** begin **
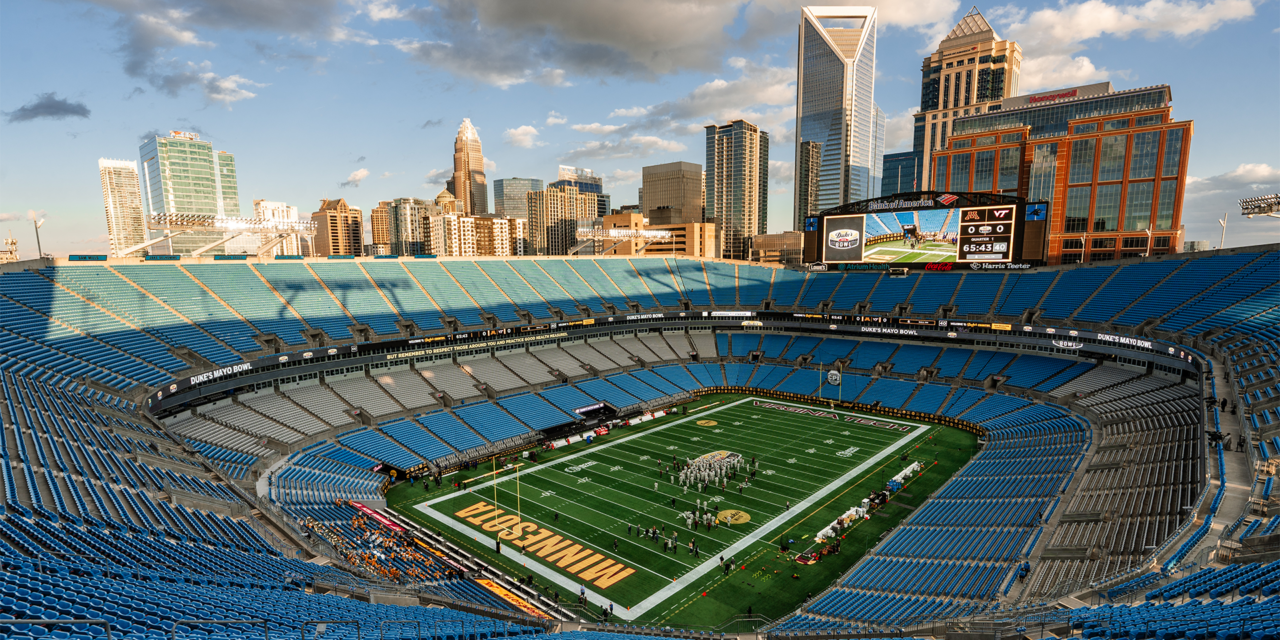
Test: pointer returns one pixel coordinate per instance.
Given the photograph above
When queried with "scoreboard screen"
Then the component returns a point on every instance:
(986, 234)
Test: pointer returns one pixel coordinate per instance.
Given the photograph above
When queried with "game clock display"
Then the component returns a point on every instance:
(986, 234)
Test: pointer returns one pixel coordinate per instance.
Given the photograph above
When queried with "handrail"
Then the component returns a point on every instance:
(266, 631)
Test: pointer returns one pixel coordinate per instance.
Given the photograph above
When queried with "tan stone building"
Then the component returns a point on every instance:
(672, 193)
(554, 215)
(339, 229)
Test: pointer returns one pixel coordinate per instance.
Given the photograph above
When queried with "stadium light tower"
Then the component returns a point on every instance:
(1261, 205)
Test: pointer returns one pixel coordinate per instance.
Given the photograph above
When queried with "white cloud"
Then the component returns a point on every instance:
(629, 113)
(522, 136)
(1054, 35)
(635, 146)
(1208, 199)
(782, 172)
(437, 176)
(622, 177)
(355, 178)
(899, 129)
(597, 128)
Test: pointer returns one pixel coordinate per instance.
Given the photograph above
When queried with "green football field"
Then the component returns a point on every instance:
(899, 251)
(570, 512)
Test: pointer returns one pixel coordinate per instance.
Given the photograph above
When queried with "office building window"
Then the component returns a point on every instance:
(1111, 164)
(1146, 150)
(1043, 169)
(1106, 209)
(960, 172)
(1137, 206)
(1165, 205)
(1010, 159)
(1077, 219)
(983, 169)
(1173, 152)
(1082, 160)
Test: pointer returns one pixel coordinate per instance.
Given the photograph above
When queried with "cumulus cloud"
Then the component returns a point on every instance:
(620, 177)
(437, 176)
(1054, 35)
(48, 106)
(522, 136)
(355, 178)
(1207, 199)
(597, 128)
(629, 113)
(634, 146)
(782, 172)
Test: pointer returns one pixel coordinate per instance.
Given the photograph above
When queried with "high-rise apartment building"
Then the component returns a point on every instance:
(672, 193)
(586, 182)
(379, 227)
(554, 214)
(339, 229)
(508, 196)
(470, 186)
(187, 184)
(1111, 165)
(737, 184)
(122, 200)
(405, 224)
(273, 243)
(836, 108)
(970, 73)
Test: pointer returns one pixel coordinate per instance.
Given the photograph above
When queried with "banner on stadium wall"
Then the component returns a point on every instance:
(379, 517)
(515, 600)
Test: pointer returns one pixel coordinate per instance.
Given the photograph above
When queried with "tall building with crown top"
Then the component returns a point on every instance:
(470, 186)
(836, 114)
(970, 73)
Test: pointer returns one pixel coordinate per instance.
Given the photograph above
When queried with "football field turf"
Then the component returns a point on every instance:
(571, 513)
(899, 251)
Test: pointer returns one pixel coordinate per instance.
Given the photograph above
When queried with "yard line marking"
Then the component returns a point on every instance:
(690, 576)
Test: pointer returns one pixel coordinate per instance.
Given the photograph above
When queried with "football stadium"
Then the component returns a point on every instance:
(233, 447)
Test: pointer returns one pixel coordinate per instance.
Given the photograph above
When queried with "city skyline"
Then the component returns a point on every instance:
(542, 120)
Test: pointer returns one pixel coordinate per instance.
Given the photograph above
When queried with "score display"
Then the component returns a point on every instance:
(986, 234)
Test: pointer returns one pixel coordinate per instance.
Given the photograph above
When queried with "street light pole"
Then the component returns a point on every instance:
(40, 252)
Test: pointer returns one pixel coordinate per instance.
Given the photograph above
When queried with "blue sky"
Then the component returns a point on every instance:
(314, 94)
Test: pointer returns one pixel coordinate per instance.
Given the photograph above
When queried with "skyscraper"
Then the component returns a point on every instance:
(836, 105)
(672, 193)
(553, 218)
(470, 186)
(508, 196)
(586, 182)
(122, 199)
(339, 229)
(737, 184)
(272, 243)
(188, 183)
(969, 74)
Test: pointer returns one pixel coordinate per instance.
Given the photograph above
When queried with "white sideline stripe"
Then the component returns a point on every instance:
(694, 574)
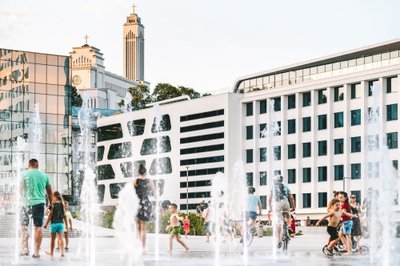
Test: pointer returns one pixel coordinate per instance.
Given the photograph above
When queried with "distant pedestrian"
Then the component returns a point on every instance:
(34, 186)
(186, 225)
(144, 187)
(175, 228)
(58, 219)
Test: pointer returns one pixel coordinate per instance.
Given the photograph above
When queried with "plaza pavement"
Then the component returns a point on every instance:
(303, 250)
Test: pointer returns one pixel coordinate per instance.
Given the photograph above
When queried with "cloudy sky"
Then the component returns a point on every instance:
(204, 44)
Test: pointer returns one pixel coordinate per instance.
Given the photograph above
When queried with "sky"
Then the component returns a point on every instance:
(205, 45)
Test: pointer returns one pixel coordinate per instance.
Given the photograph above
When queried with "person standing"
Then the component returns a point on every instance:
(34, 186)
(144, 187)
** end **
= Set exercise =
Repeat each record exactly, with the pictures left out.

= Completed exercise =
Test: pointer returns one pixel coordinate per instance.
Given the photograph above
When queried with "scoreboard screen"
Then the component returns a point on every instance:
(986, 234)
Test: pointer returns one pixel coordinate per instance.
Given the photograph above
When queried with "game clock display"
Then the component returns a point on every instance:
(986, 234)
Test: pointer returns one pixel coordinate per instance.
Given the photograph above
When queried with "handrail"
Then the component returns a point on every instance:
(266, 631)
Test: pointer returns one pixel coordinate per instance.
Given the photograph above
When queried with "tan stone building"
Then the component returns a point on every instance:
(672, 193)
(554, 215)
(339, 229)
Test: pointer returns one pixel coordinate per instance.
Given the photograph above
When queried with "stadium light tower"
Then the component returns a point on every instance:
(1261, 205)
Test: pointer returns one pixel coordinate per instance.
Given the photograph above
When queried with "white cloud"
Then the component returns a point on every instance:
(629, 113)
(522, 136)
(1054, 35)
(635, 146)
(1208, 199)
(782, 172)
(437, 176)
(622, 177)
(355, 178)
(899, 129)
(597, 128)
Test: pointer returns one pixel coordinate per instance.
Given the photograph above
When queried with "green football field"
Then the component returns a point on every instance:
(899, 251)
(570, 512)
Test: pointer returns one pixel coordinate per instance.
Given the photograph above
When queried with "office building window"
Then the component returns a point on every instance:
(1111, 164)
(1146, 150)
(1043, 169)
(1106, 209)
(960, 172)
(1137, 206)
(1165, 205)
(1010, 159)
(1077, 219)
(983, 169)
(1173, 152)
(1082, 160)
Test: pointer returns one pixel coordinate per instance.
Given the photograph above
When queried with "cumulus cloud"
Then the component returns a point on every instance:
(620, 177)
(437, 176)
(1054, 35)
(48, 106)
(522, 136)
(355, 178)
(1207, 199)
(597, 128)
(629, 113)
(634, 146)
(782, 172)
Test: pointer returns one pixel coordinate per instance.
Given the photograph above
When queried with "high-rise apartment building"
Then the component returns a point on every instance:
(672, 193)
(586, 182)
(379, 227)
(554, 214)
(339, 229)
(508, 196)
(470, 186)
(187, 184)
(1111, 165)
(737, 184)
(122, 200)
(405, 224)
(273, 243)
(836, 108)
(970, 73)
Test: pointer returns one pixel coordinate per instance.
Given the photograph above
When queried with "banner on stadium wall"
Then the component returns a point on every instance:
(379, 517)
(515, 600)
Test: pointer returns one pixel coordinate per instance.
Given the photograph above
When queried with "tall building with crown top"
Then the component returns a point on every instance:
(470, 186)
(836, 114)
(970, 73)
Test: pointer returns one pixel coordinate per instance.
Given the photograph above
When queried with "football field turf"
Then the component returns a point on every instance:
(571, 513)
(899, 251)
Test: pointer returns one pixel coordinate per instance.
Given the photograph above
When queried with "yard line marking"
Then the component returns a point on every instance:
(690, 576)
Test: pointer returns one pixel coordinate per instance.
Given the photograph above
When queried with "football stadium"
Then the component returns a point on every instance:
(233, 447)
Test: pointer returns one pixel coordinate per instance.
Given the photograph above
When queried with "city skyline"
Then the component returns a point on every instance:
(542, 120)
Test: pointer returns one pixel coordinate per instance.
Given the photograph above
When queried with "score display"
Then the component returns a point on every instance:
(986, 234)
Test: pointer returns one pixel coordinate per instance.
Given the photograph above
When queried with "street light pole"
Then the component returns a point on every instance:
(40, 252)
Test: pointer returns one pixel coordinate per instance.
Given the photograph above
When queried with "blue sky"
Then the component returns a point on every instance:
(314, 94)
Test: pointer returns one pixel coordinate per instance.
Given the photograph above
When queried with "skyscraper"
Then the component returns a point on every instance:
(836, 105)
(672, 193)
(553, 218)
(470, 186)
(508, 196)
(586, 182)
(122, 199)
(339, 229)
(737, 184)
(272, 243)
(188, 183)
(969, 74)
Test: pointer returns one pixel coordinate per instance.
Given the photograph above
When queried with "white sideline stripe"
Then the component returns a point on every instance:
(694, 574)
Test: pointer returns one pixel coordinate per instance.
Given the photograph above
When queried with "distant pedestrian"
Then the component returns a point on every instance:
(34, 186)
(186, 225)
(144, 187)
(175, 228)
(58, 219)
Test: pointer returns one pixel coordinate per instance.
Given the photograph above
When queried with "plaza pavement"
Then the component returns a point on every instance:
(303, 250)
Test: pointer returns one pixel coordinate per instance.
Given the photograph above
When queried with "cloudy sky"
Then the component returns a point on every instance:
(204, 44)
Test: pointer returns one pixel coordinate per instance.
Given the photograph above
When queried with "sky"
Then the component returns a point on every instance:
(205, 45)
Test: pointer returns one pixel coordinate per instance.
Given the photograph above
When queried with "person standing"
Then the component returns a point on every instance:
(34, 186)
(144, 187)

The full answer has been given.